*** Input material Section Begins ***

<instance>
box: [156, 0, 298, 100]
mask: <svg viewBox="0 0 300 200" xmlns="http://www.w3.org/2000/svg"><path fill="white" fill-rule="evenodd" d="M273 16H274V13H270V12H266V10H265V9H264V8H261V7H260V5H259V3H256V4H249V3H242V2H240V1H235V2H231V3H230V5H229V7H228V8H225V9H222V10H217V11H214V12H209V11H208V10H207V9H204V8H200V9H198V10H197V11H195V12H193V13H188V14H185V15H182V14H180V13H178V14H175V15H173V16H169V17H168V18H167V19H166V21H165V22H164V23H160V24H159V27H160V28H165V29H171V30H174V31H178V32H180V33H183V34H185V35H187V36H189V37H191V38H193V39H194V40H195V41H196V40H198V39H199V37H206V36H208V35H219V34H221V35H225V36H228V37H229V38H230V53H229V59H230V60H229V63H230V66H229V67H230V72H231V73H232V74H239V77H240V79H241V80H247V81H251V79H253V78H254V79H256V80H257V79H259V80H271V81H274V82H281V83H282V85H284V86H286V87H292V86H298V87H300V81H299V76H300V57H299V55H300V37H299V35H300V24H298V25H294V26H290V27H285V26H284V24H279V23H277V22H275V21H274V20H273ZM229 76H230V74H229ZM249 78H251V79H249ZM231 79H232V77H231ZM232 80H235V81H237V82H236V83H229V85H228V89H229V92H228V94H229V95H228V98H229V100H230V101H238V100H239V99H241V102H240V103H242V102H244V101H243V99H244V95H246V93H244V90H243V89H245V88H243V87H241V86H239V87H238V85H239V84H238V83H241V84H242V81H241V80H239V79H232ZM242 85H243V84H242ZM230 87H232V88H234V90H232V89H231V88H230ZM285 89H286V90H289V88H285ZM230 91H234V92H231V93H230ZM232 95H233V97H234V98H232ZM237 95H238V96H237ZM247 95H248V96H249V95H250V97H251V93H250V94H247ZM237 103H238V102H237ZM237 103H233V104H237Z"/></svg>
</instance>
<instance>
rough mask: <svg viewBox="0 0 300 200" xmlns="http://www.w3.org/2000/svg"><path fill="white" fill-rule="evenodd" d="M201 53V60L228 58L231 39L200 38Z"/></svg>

*** Input material Section Ends ***

*Description of the task*. Could you convert the data above into a JSON list of strings, one string per line, leaving out any blank lines?

*Result*.
[
  "<instance>",
  "box: [156, 0, 298, 100]",
  "mask: <svg viewBox=\"0 0 300 200\" xmlns=\"http://www.w3.org/2000/svg\"><path fill=\"white\" fill-rule=\"evenodd\" d=\"M273 16H274V13H270V12H266V10H265V9H264V8H261V7H260V5H259V3H256V4H249V3H242V2H240V1H235V2H231V3H230V5H229V7H228V8H225V9H222V10H217V11H214V12H209V11H208V10H207V9H204V8H200V9H198V10H197V11H195V12H193V13H188V14H185V15H182V14H180V13H178V14H175V15H173V16H169V17H168V18H167V19H166V21H165V22H164V23H160V24H159V27H160V28H165V29H171V30H174V31H178V32H180V33H183V34H185V35H187V36H189V37H191V38H193V39H194V40H195V41H196V40H198V39H199V37H206V36H208V35H219V34H221V35H225V36H228V37H229V38H230V53H229V59H230V60H229V63H230V66H229V67H230V72H231V73H232V74H239V77H240V79H241V80H247V81H251V79H253V78H254V79H256V80H257V79H259V80H271V81H274V82H281V83H282V85H284V86H286V87H292V86H298V87H300V81H299V76H300V57H299V55H300V37H299V35H300V24H298V25H294V26H290V27H285V26H284V24H279V23H277V22H275V21H274V20H273ZM229 76H230V74H229ZM249 78H251V79H249ZM231 79H232V77H231ZM232 80H235V81H237V82H236V83H229V85H228V89H229V92H228V94H229V95H228V98H229V100H230V101H238V100H239V99H241V102H240V103H242V102H244V101H243V99H244V95H246V93H244V90H243V89H245V88H243V87H241V86H239V87H238V85H239V84H238V83H241V84H242V81H241V80H239V79H232ZM242 85H243V84H242ZM230 87H232V88H234V90H232V89H231V88H230ZM285 89H286V90H289V88H285ZM230 91H234V92H231V93H230ZM232 95H233V97H234V98H232ZM237 95H238V96H237ZM247 95H248V96H249V95H250V97H251V93H250V94H247ZM237 103H238V102H237ZM237 103H233V104H237Z\"/></svg>",
  "</instance>",
  "<instance>",
  "rough mask: <svg viewBox=\"0 0 300 200\" xmlns=\"http://www.w3.org/2000/svg\"><path fill=\"white\" fill-rule=\"evenodd\" d=\"M201 53V60L228 58L231 39L200 38Z\"/></svg>"
]